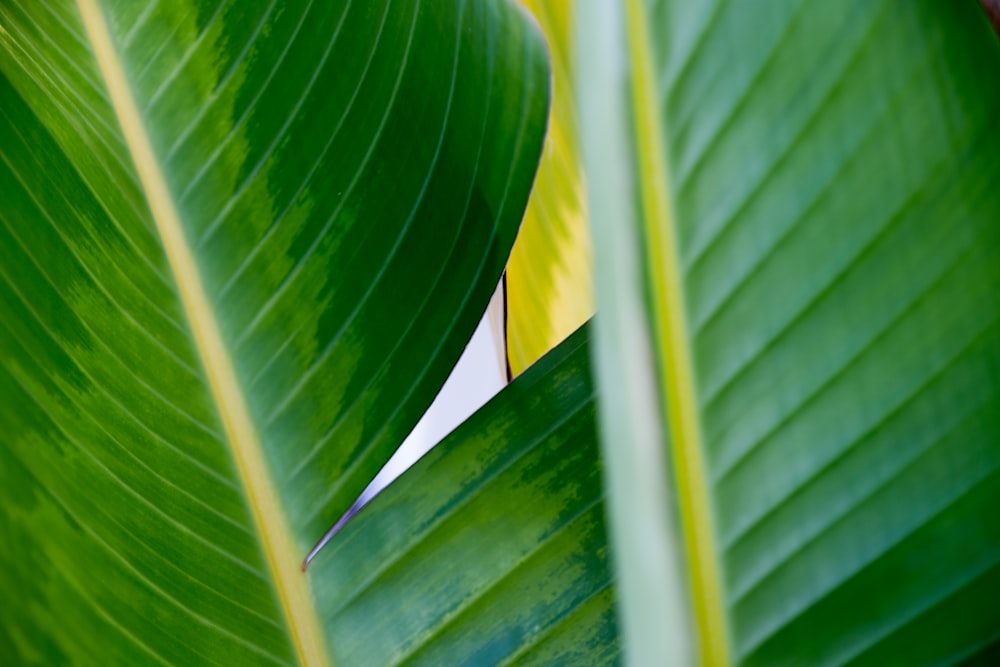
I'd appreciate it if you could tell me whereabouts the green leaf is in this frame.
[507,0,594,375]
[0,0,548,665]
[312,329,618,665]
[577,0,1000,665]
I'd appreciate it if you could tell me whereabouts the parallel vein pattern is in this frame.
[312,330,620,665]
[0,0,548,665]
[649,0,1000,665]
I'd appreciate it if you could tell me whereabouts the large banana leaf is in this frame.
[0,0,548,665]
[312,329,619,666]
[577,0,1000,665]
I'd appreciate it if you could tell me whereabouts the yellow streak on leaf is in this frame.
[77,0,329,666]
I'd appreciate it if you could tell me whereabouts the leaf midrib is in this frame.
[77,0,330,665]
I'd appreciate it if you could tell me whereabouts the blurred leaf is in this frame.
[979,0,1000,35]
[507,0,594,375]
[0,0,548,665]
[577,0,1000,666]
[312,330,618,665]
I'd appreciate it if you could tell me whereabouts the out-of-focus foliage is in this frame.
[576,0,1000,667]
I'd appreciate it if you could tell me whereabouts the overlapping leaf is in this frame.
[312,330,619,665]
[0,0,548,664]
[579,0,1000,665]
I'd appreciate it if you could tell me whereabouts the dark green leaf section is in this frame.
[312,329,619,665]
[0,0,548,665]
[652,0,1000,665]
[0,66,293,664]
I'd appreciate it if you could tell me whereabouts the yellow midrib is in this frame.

——

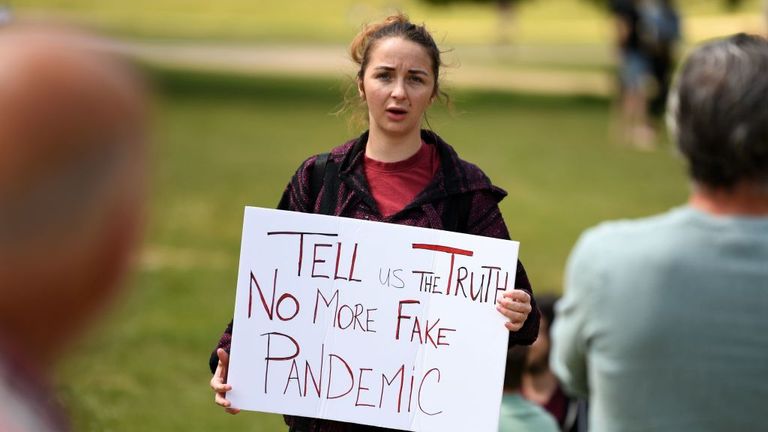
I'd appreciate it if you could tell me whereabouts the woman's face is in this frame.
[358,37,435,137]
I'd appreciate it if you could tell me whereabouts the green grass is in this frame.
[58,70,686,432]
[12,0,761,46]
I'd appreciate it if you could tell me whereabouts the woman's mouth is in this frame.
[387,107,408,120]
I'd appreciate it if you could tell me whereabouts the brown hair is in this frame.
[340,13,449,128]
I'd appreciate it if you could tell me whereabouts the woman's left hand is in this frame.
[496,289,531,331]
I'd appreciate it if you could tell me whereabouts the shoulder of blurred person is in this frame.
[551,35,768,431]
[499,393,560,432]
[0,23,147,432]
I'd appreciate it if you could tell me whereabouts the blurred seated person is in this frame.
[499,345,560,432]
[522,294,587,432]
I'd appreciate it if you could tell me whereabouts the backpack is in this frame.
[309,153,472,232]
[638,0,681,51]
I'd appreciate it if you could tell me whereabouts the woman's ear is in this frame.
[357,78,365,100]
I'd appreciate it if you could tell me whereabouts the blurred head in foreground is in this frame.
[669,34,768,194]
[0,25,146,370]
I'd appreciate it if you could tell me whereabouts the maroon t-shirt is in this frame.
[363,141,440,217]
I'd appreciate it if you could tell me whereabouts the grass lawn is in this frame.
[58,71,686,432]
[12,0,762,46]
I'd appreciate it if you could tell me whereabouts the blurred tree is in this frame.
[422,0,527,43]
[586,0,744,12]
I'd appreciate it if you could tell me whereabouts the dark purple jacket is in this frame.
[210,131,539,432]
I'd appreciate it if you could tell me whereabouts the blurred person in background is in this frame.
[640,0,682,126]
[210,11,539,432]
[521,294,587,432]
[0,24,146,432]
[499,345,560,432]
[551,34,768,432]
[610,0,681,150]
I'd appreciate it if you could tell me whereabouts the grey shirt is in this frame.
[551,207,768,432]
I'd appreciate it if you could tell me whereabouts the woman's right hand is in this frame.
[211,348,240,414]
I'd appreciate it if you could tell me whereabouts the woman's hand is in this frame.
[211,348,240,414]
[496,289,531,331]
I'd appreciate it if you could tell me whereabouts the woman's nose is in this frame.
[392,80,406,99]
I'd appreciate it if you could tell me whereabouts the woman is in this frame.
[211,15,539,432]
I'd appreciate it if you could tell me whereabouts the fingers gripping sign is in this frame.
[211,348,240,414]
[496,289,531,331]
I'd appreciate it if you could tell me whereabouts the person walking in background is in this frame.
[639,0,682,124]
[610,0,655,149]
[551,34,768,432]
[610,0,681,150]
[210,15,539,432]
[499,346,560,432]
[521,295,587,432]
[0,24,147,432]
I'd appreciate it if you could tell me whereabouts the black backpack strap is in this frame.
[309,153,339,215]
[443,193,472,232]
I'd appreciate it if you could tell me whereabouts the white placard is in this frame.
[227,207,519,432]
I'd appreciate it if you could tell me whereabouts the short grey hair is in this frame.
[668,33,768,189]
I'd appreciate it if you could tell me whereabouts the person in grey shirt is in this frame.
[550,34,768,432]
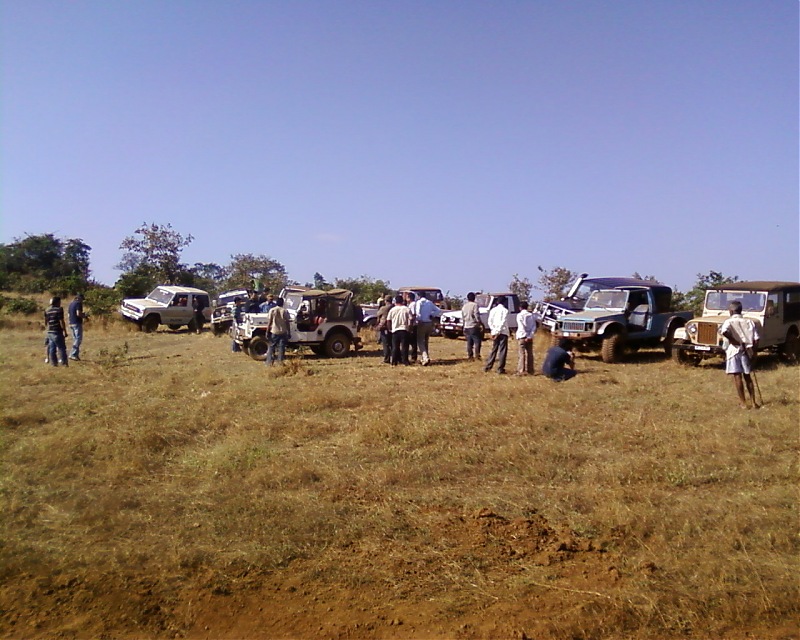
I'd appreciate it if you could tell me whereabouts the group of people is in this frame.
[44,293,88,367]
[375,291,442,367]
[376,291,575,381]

——

**Aim of the exercise**
Rewrite everything from the line containing "I'd appreciate it if you could tell me whereabouts the white" down to the line containing "[376,291,575,381]", replacing "grey" with "gray" and leaving everything else unchanged. Omit the pictures.

**Result for this task**
I'd appreciate it if you could tell me whereabouts the white placard is in this frame.
[227,207,519,432]
I'd appreciate it if you could tell me whereabouts the short gray hair is in this frame.
[668,33,768,189]
I'd appreciate it if you could tell me whereabouts the person in gray shirt is in this frame.
[550,34,768,432]
I'd appreciate it if you could tell me whereabouts the group of people is in this frame.
[44,293,88,367]
[375,291,442,367]
[376,291,575,381]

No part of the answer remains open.